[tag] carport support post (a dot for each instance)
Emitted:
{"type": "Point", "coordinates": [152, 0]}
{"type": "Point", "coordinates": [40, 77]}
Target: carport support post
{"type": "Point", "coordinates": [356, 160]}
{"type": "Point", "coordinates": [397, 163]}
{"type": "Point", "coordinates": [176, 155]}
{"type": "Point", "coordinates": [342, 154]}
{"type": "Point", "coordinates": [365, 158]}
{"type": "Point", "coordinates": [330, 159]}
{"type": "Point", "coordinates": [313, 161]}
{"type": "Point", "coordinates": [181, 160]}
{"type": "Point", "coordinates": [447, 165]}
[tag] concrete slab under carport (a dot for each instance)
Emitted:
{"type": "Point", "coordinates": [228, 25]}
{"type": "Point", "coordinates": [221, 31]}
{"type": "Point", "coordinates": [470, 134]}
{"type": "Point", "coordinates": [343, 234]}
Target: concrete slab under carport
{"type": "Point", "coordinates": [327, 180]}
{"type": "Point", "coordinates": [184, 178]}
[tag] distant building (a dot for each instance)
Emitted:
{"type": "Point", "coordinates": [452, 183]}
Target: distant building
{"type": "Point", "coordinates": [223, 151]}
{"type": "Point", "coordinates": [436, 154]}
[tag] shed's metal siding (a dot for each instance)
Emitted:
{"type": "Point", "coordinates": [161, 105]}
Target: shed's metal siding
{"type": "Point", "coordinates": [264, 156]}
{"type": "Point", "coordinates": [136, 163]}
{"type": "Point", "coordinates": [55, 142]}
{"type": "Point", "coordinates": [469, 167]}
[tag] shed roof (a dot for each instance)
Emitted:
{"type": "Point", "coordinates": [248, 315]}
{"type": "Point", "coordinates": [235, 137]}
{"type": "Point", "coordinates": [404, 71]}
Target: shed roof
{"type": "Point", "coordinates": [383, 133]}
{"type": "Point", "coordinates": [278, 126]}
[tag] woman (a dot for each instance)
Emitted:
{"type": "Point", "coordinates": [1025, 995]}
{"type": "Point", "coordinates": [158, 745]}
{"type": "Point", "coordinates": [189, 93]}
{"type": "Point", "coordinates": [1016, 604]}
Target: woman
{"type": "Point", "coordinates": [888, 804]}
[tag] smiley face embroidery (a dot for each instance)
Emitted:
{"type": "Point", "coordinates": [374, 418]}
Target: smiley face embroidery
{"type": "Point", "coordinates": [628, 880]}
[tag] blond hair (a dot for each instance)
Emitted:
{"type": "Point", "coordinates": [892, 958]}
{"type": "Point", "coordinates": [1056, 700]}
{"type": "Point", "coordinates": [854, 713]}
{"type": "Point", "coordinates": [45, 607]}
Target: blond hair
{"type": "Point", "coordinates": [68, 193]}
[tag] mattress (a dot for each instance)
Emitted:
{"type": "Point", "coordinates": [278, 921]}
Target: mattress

## PROBLEM DESCRIPTION
Read the listing. Report every line that includes the word "instance".

## RESPONSE FOR THIS EXERCISE
[tag] carport support post (a dot for each instance)
[tag] concrete slab under carport (a dot for each instance)
[tag] distant building (a dot for each instance)
[tag] shed's metal siding (a dot for each instance)
[tag] shed roof (a dot for each instance)
[tag] woman (a dot for each instance)
[tag] smiley face embroidery (a dot for each instance)
[tag] blond hair (a dot for each instance)
[tag] mattress (a dot for each instance)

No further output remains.